Yazı:
↓↓↓
Mehmet Ali Güller

NATO gelmeden yasağı geldi

13 Haziran 2022 Pazartesi

İsveç Komünist Partisi geçen hafta bir açıklama yaptı: “Seçim Komisyonu’ndan partimize gönderilen mesajda son 40 yıldır seçimlerde bizi temsil eden tanımın -İsveç Komünist Partisi- artık kullanılamayacağı söylendi. Tüm bu zaman boyunca şartlarda hiçbir değişiklik olmamasına rağmen, Seçim Komisyonu bunun için bir diğer partinin kayıtlı tanımına benzemesini mazeret olarak gösterdi ki, o parti genel seçimlere katılmıyor bile.”

İtirazların ardından konu şöyle bağlandı: İsveç Komünist Partisi, 11 Eylül 2022’de yapılacak seçime, partinin kısaltması olan SKP adıyla katılabilecek!

Peki ne oldu da 40 yıldır İsveç Komünist Partisi adıyla seçimlere katılabilen parti, bu kez SKP olarak seçime katılabilecek?

İSVEÇ KOMÜNİSTLERİ NATO’YA KARŞI

Olan şu: İsveç yönetimi, ABD’nin baskısıyla apar topar NATO’ya katılma başvurusu kararı aldı. Öyle ki kararın bu kadar hızlı ve tartışılmadan alınması, NATO’ya katılma taraftarı kimi politikacılar tarafından bile eleştirildi.
↑↑↑
İstenenler:
- a) Yazıda "İtirazların ardından konu" ifadesinden "tarafından bile eleştirildi." ifadesine kadar olan bölümü, "İsveç yönetimi" yerine "İsveç hükümeti" koyarak yeniden yazın.
- b) İsveç Komünist Partisi'ne ilişkin yazıyı kaldığı yerden sürdürün.
Aşağıdaki malzeme başka bir kaynaktan alınmıştır.

Verilen Malzeme:
↓↓↓
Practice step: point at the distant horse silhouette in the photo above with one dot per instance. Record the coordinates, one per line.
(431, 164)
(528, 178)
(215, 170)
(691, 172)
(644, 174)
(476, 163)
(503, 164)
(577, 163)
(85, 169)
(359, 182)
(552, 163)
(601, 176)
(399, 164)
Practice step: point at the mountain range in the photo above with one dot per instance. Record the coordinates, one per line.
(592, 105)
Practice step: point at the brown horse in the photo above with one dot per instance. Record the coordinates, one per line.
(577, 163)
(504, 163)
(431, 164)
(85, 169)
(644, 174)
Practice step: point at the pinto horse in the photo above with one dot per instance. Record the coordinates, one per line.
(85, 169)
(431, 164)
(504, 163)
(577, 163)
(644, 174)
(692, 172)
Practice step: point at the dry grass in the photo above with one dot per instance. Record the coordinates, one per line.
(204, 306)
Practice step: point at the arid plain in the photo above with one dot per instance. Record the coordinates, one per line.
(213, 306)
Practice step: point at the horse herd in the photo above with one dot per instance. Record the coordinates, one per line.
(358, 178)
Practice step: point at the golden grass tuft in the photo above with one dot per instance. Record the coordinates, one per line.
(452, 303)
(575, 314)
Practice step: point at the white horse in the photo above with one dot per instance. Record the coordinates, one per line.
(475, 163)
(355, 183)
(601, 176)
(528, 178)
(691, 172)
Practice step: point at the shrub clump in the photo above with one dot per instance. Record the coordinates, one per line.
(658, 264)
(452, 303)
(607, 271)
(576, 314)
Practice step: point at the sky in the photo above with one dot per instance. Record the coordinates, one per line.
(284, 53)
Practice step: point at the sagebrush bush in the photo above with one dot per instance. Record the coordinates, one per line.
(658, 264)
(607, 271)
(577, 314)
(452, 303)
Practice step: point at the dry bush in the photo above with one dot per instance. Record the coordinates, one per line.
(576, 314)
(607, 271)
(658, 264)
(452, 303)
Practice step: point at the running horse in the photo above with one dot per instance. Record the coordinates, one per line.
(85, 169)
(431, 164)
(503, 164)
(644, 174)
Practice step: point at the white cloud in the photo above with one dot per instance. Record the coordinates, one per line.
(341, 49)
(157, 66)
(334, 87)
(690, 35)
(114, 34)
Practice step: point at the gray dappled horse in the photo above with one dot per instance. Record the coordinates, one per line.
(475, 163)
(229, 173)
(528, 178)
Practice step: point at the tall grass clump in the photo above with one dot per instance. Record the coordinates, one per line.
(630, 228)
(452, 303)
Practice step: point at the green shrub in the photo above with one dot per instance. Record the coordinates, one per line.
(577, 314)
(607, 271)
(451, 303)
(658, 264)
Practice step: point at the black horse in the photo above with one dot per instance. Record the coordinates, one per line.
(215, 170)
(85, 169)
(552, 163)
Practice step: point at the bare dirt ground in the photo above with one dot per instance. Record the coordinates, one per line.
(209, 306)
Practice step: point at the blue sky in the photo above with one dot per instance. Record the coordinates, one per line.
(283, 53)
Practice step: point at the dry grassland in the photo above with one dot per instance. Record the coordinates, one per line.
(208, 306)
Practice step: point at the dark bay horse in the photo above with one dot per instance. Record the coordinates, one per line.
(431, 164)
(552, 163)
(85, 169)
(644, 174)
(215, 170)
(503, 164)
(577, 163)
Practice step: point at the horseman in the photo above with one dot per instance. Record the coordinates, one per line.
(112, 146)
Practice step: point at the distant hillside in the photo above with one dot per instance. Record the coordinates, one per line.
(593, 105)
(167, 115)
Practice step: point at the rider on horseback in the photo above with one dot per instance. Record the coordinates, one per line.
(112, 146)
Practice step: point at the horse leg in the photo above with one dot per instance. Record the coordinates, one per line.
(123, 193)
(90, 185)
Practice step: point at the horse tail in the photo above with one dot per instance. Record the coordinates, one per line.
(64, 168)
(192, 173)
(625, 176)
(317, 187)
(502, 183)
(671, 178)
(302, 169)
↑↑↑
Görevlere Göre Yanıtlar:
- a)
İtirazların ardından konu şöyle bağlandı: İsveç Komünist Partisi, 11 Eylül 2022’de yapılacak seçime, partinin kısaltması olan SKP adıyla katılabilecek!

Peki ne oldu da 40 yıldır İsveç Komünist Partisi adıyla seçimlere katılabilen parti, bu kez SKP olarak seçime katılabilecek?

İSVEÇ KOMÜNİSTLERİ NATO’YA KARŞI

Olan şu: İsveç hükümeti, ABD’nin baskısıyla apar topar NATO’ya katılma başvurusu kararı aldı. Öyle ki kararın bu kadar hızlı ve tartışılmadan alınması, NATO’ya katılma taraftarı kimi politikacılar tarafından bile eleştirildi.

- b)
Ancak asıl tepki, tabi ki İsveç Komünist Partisi’nden geldi. Komünistler İsveç’in NATO’ya girmesine karşı çıktılar ve bu kararı alan iktidardaki Sosyal Demokrat Parti’ye sert tepki gösterdiler. İsveç’in 200 yıllık tarafsızlığını ortadan kaldıran bu girişimi, ihanet olarak yorumladılar.

Haliyle NATO’culuk daha ülkeye girmeye başlamadan, antikomünist uygulamalar bu seçim yasağıyla başlamış oldu. Yani NATO gelmeden yasağı gelmiş oldu İsveç’e...

NATO’CULUK DEMOKRASİ DÜŞMANLIĞIDIR

Bir NATO değeri olarak pazarlanan “liberal demokrasi”nin, bir kez daha büyük palavra olduğu sergilenmiş oldu. Liberalizm, 20. yüzyıldan bu yana “sermayeye” özgürlüktür çünkü... Ve NATO da fiilen emperyalist sermayenin önünü açmanın ve “liberal düzen” inşa etmenin askeri organı olmuştur.

NATO’culuk o nedenle halkçılığa, gerçek demokrasiye düşmandır. Bunu ülkelerin durumuna göre bazen antikomünizm ile bazen antimillicilik ile uygular. Örneğin Türkiye’de her ikisini de yapmıştır: Hem antikomünist olmuştur hem de anti-Kemalist.

NATO’culuk antikomünizm ve anti-Kemalizm için, siyasal İslamcılığı bile panzehir olarak desteklemiş, Türkiye’nin Cumhuriyet yıkıcılığına teslim edilebilmesine kaldıraç olmuştur.

YUNAN KOMÜNİSTLER ABD GARNİZONU OLMAYA KARŞI

NATO’culuk, esas olarak Amerikancılıktır; bizimki gibi ülkelerde (örneğin Yunanistan’da), “Amerikancı” olma utangaçlığı, NATO’culukla örtülür.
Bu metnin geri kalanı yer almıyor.